---------- Trecho do texto

Cúpula Putin-Zelensky-Trump: Kremlin explica por que reprova sugestão da Ucrânia

As negociações para o fim da guerra na Ucrânia caminham a passos lentos; para a Rússia, progressos reais exigem “eliminar as causas originais do conflito”

Juan Pablo Duch
La Jornada
Moscou

Tradução:

Beatriz Cannabrava

Na última terça-feira (3), o Kremlin descartou que possa ser realizada em breve uma cúpula entre os presidentes da Rússia, Vladimir Putin, e da Ucrânia, Volodymyr Zelensky, com a participação do presidente dos Estados Unidos, Donald Trump, argumentando que “esse tipo de encontro só faria sentido quando houver avanços” nas negociações. Até agora, houve dois encontros em Istambul com poucos resultados, exceto pela troca de prisioneiros de guerra.

Kiev propôs a Moscou uma reunião entre os três presidentes no final deste mês, entre 25 e 30 de junho, aproveitando a presença de Trump na cúpula da Otan em Haia. A Ucrânia acredita que apenas os líderes podem fazer as concessões necessárias para desbloquear a busca por uma solução política que ponha fim à guerra.

O porta-voz da presidência russa, Dmitry Peskov, em sua coletiva de imprensa diária, reconheceu que “seria um erro esperar decisões ou avanços imediatos”, uma vez que “resolver as controvérsias é extremamente complexo e envolve muitas nuances”. Para a Rússia, é prioritário “eliminar as causas originais do conflito”, sem isso, não haverá paz com a Ucrânia.

Peskov afirmou ainda: “Em Istambul, foram alcançados certos entendimentos que dizem respeito principalmente às pessoas (troca de até 1.200 prisioneiros de guerra de cada lado). Os trabalhos continuam e aguardamos resposta ao nosso memorando”.

--------------------

* Conjunto de tarefas
• A. Responda com base no texto:
(i) Em que período Kiev propôs a reunião entre os três presidentes?
(ii) Quem é o porta-voz da presidência russa?
(iii) Segundo Peskov, quantos prisioneiros de guerra de cada lado estão incluídos na troca?
• B. Reescreva a parte do texto que começa em "Beatriz Cannabrava" e vai até "prisioneiros de guerra.", substituindo "Istambul" por "Ancara".

---------- Extrato de dados

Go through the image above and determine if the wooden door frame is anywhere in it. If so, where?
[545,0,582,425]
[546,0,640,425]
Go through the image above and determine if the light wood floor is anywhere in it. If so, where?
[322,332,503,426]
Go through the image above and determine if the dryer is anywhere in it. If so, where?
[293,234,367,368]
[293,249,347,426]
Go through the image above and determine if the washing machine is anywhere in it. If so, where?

--------------------

* Respostas
• A.
(i) Entre 25 e 30 de junho.
(ii) Dmitry Peskov.
(iii) Até 1.200.

• B.
Beatriz Cannabrava

Na última terça-feira (3), o Kremlin descartou que possa ser realizada em breve uma cúpula entre os presidentes da Rússia, Vladimir Putin, e da Ucrânia, Volodymyr Zelensky, com a participação do presidente dos Estados Unidos, Donald Trump, argumentando que “esse tipo de encontro só faria sentido quando houver avanços” nas negociações. Até agora, houve dois encontros em Ancara com poucos resultados, exceto pela troca de prisioneiros de guerra.